[SHORT PROBLEM]: Scale the portion of the listing that opens with the line containing "reticulation in this photo, one line per instance." and runs through the end of the listing, reproducing every line in order and multiplying each coordinate by 0.8, rounded to a whole number with halves rounded up. Leave all other text unchanged, and give only these lines.

——

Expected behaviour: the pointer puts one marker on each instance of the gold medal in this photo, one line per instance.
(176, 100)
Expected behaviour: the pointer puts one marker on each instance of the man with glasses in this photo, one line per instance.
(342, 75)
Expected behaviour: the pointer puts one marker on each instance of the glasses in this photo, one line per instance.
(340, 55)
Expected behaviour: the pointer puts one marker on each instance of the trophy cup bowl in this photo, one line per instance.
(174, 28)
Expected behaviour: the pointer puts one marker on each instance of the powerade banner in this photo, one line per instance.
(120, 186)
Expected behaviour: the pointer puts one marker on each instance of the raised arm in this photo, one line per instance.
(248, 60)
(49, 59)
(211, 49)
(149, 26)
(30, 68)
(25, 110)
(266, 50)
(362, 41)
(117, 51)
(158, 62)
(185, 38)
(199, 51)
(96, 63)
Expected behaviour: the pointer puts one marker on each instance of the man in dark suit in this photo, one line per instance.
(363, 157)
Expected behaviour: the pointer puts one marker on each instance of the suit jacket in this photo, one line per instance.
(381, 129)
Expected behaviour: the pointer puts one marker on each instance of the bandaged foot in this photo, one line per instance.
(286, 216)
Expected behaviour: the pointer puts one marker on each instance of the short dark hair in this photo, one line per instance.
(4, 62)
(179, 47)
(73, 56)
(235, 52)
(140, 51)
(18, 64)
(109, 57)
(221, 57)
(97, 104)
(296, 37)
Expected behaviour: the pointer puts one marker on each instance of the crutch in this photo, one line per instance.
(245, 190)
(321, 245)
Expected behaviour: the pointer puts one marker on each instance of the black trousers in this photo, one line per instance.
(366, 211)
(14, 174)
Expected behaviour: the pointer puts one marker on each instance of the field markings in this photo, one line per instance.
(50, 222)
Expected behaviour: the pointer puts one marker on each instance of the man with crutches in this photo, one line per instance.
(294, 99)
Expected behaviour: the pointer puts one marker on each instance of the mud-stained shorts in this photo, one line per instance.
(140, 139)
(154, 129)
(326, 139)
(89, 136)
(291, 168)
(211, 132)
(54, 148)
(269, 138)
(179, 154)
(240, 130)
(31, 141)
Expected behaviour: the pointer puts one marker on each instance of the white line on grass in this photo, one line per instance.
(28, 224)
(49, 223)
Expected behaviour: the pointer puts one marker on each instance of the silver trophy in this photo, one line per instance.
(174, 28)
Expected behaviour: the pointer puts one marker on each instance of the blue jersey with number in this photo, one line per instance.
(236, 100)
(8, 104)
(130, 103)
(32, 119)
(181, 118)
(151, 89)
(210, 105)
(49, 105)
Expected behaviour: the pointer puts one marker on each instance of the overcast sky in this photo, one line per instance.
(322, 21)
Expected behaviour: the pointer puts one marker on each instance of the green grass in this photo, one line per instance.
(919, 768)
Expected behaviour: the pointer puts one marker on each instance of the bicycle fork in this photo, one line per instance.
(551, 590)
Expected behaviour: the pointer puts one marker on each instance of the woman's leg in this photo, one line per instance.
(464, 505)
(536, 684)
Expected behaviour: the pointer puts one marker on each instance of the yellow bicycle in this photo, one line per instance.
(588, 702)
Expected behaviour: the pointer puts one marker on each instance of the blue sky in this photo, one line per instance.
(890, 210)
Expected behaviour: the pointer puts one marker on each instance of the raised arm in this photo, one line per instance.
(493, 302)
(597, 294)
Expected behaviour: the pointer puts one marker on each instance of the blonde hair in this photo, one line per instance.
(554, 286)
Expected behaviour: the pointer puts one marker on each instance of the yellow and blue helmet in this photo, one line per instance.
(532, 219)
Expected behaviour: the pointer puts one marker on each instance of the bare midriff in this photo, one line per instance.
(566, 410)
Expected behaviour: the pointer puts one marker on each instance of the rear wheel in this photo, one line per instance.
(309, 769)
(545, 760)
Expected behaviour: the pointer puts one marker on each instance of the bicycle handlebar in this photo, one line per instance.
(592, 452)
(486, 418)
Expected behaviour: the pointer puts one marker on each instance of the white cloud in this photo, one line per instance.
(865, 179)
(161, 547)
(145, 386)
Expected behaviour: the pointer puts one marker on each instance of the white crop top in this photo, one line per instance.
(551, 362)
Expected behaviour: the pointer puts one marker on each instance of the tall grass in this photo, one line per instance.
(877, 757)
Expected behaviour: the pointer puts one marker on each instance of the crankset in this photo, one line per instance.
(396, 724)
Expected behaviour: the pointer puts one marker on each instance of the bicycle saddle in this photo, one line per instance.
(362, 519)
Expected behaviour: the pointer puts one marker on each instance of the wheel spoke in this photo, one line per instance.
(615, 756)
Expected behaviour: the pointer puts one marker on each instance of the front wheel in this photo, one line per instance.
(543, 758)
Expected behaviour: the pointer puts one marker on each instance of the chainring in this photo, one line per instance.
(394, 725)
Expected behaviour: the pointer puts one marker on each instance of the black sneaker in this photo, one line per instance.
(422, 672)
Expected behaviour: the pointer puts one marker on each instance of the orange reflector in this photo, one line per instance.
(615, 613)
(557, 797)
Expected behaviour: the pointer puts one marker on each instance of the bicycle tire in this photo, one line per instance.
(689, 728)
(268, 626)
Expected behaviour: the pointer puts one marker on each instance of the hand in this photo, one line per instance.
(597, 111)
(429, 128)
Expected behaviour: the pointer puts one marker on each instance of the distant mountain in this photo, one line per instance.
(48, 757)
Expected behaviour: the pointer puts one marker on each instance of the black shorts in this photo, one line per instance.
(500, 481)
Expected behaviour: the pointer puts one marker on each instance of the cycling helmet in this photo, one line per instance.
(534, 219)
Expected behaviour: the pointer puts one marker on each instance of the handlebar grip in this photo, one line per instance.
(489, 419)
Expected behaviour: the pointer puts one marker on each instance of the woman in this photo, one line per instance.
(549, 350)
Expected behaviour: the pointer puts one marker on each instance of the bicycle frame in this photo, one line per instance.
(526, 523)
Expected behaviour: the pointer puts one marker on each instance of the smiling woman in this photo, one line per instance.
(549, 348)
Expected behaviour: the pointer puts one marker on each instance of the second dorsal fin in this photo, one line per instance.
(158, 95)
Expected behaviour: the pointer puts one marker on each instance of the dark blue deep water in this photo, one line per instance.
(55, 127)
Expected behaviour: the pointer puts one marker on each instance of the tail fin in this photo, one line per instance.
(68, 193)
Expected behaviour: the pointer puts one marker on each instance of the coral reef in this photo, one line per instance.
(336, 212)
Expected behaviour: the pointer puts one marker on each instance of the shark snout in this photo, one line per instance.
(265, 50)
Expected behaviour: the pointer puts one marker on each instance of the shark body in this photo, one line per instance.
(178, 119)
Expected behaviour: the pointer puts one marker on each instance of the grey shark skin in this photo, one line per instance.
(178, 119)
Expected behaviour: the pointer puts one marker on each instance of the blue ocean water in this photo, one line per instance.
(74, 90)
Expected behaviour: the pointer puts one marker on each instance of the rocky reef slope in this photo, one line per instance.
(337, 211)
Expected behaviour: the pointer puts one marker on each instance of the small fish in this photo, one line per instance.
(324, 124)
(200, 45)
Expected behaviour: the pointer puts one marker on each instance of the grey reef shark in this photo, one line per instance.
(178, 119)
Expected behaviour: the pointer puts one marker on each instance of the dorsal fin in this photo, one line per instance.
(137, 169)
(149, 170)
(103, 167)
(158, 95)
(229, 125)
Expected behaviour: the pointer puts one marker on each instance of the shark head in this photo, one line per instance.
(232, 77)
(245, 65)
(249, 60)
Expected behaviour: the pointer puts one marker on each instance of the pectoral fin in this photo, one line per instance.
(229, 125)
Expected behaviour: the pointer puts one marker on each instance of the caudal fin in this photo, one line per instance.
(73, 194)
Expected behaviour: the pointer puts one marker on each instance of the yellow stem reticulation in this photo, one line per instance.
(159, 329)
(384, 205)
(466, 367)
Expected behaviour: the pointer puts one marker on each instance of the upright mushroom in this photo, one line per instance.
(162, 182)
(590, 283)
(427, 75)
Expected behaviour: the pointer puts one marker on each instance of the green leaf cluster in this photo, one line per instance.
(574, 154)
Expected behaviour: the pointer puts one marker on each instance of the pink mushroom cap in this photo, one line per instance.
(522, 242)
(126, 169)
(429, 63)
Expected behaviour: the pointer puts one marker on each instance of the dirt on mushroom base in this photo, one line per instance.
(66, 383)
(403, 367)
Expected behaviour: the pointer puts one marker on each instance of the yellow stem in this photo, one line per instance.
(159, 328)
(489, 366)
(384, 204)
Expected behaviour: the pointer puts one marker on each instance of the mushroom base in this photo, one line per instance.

——

[OUTPUT OF THE EXERCISE]:
Expected behaviour: the pointer puts one marker on each instance of the yellow stem reticulation in this photo, one line per instance.
(127, 263)
(307, 164)
(373, 294)
Expected behaviour: the pointer puts one marker on each instance of the upright mushroom in this photo, one line per instance.
(130, 146)
(472, 226)
(342, 60)
Expected behaviour: the pointer puts one marker on each instance of the green leaf cluster in this photo, one line per instance.
(459, 123)
Expected behaviour: the pointer puts one marker on each instance of the pink mushroom cap in this photo, one line per instance.
(418, 194)
(101, 135)
(343, 50)
Expected behaviour: the pointer puts one marker on each instance of the dirt on mushroom base in this photo, one line per instance.
(53, 306)
(322, 294)
Expected behaviour: the pointer puts one marker on each instance of the yellow stem in this photo, one line per instance.
(127, 262)
(391, 293)
(307, 163)
Expected behaviour: the pointer puts one marker on each instance of the mushroom base in this photo, one line per instance.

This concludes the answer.